GIVEN REQUEST: Could you rewrite all the entries below so that every "Exercise" becomes "Task", with nothing else changed?
* Start RECORD LIST *
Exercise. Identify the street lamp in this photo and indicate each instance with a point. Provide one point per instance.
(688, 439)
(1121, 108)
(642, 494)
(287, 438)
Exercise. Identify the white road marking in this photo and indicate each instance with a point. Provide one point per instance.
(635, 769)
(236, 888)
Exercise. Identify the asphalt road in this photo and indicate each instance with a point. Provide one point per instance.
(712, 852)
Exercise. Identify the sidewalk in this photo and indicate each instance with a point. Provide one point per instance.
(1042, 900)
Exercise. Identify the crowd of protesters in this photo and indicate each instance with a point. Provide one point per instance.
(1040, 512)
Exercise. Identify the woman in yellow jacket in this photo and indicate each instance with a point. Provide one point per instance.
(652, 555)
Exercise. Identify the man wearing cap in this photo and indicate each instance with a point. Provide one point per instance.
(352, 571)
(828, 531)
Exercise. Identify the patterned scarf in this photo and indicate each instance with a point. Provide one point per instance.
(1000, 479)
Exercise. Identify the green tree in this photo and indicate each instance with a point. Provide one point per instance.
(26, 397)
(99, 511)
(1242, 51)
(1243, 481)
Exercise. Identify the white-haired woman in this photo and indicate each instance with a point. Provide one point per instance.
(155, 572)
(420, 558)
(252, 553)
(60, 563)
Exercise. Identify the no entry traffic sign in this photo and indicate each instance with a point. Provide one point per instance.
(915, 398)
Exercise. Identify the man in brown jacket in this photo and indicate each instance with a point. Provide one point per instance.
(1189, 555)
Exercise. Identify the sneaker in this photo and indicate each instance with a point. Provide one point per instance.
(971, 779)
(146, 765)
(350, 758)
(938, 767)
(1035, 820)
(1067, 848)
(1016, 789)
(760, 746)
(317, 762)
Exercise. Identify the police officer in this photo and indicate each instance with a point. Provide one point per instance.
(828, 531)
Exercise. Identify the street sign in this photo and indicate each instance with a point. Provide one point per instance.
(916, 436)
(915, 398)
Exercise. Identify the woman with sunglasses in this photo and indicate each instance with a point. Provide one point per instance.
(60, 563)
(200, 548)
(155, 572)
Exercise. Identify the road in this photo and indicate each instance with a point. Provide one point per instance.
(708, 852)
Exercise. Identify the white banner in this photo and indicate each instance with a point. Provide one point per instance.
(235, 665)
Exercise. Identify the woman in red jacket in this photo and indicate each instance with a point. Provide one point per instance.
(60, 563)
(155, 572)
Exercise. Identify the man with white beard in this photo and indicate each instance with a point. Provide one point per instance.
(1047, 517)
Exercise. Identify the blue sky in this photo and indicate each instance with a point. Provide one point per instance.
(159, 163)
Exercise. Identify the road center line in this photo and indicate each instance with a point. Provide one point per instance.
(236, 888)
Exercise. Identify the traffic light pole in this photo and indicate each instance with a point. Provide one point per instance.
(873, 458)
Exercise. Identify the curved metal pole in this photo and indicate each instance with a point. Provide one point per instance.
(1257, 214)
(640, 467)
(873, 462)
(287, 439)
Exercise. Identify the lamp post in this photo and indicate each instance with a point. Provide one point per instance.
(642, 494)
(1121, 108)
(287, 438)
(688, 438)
* End RECORD LIST *
CORRECT RESPONSE:
Task. Identify the street lamp in this photo and indicate each instance with a point. Provide one point per instance.
(688, 439)
(1121, 108)
(642, 494)
(287, 438)
Task. Identify the white road marking in this photo and indicate each instance with a point. Provide one point per instance.
(635, 769)
(236, 888)
Task. Identify the asphalt road in this photo and indicate each instance with a point. Provide one point per instance.
(712, 852)
Task. Identify the sidewalk in this photo and indicate each instance with a point. Provide one point per instance.
(1042, 900)
Task. Identify the crowd of protesters in this photo and indicate each instance with a point. Provide one point per instance.
(1040, 512)
Task. Identify the woman in yellow jacket in this photo and indicate each instance with a point. Provide one point per instance.
(652, 555)
Task. Identify the man wearing cap in this photo and indicate each instance with a point. Provide one point per instance.
(352, 571)
(828, 531)
Task. Identify the patterned scarf in this photo and indicate each instance with a point. Provide one point per instance.
(1000, 479)
Task. Identify the green tree in this photo and indicate each instance with a point. Provide one point per instance.
(26, 397)
(99, 511)
(1242, 51)
(1243, 481)
Task. Identify the white-haired woman in this photo and indicate each instance with a point. Provide one point per instance.
(155, 572)
(420, 558)
(252, 553)
(60, 563)
Task. Identify the no entry traffic sign in this photo and indicate each instance with a point. Provide one point per instance.
(915, 398)
Task. Identify the man in brown jacket in this photo and indicate each instance with a point. Provide one point per instance.
(1189, 555)
Task. Identify the sneaker in this photo and indicate each instance with a point. Provide one point per instance.
(971, 779)
(146, 765)
(350, 758)
(938, 767)
(1035, 820)
(1067, 848)
(1016, 789)
(760, 746)
(317, 762)
Task. Identify the police officer in this photo and indicate each instance with a point. Provide one point per instance.
(828, 531)
Task. Identify the street sign in this photo and indicate each instance with a point. Provide one point per instance.
(916, 436)
(915, 398)
Task. Identify the woman with sunglasses in this photo and indicate each instance with a point. Provide one point per instance.
(60, 563)
(200, 548)
(155, 572)
Task. Identify the road in this photo and indicate each instance with a point. Provide one point per instance.
(708, 852)
Task. Identify the white banner in this photo and indicate each instance with a point. Provide one point per instance.
(235, 665)
Task. Identify the woman in red jacket in this photo and indicate each instance with a point. Provide one point per instance.
(60, 563)
(155, 572)
Task. Identify the man with white beard in this photo and indicate each instance with a point. Provide one point per instance.
(1047, 517)
Task. Identify the blue sky in this photo and indicate each instance with a point. Provide one point per instance.
(159, 163)
Task. Identify the road center line in this photo and indicate each instance with a point. Provide one point per instance.
(236, 888)
Task. Identify the traffic light pole in this photo and indicate each instance with a point. Provide one point per instance.
(873, 458)
Task. Identify the curved metal pole in this photo and indicate each instance with a point. Provide one point per instance.
(1257, 214)
(640, 467)
(873, 462)
(287, 439)
Task. Identify the lamp post in this photo and indicate each instance with a point. Provide one point per instance.
(642, 494)
(1121, 108)
(287, 438)
(688, 438)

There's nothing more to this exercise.